### Listed entries
>> start
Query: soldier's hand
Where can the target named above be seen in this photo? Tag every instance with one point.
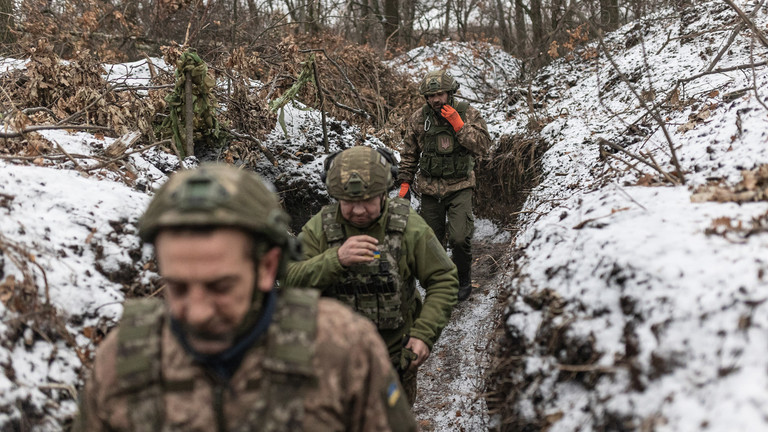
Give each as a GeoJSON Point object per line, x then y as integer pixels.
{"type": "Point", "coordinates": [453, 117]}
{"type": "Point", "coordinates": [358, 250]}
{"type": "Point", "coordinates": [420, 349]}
>> end
>> start
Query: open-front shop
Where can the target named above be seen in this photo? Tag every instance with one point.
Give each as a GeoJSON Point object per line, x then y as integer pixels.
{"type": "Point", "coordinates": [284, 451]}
>> end
Return each line above that contains the string "Query", copying it without alteration.

Query: soldier's hand
Query: open-front shop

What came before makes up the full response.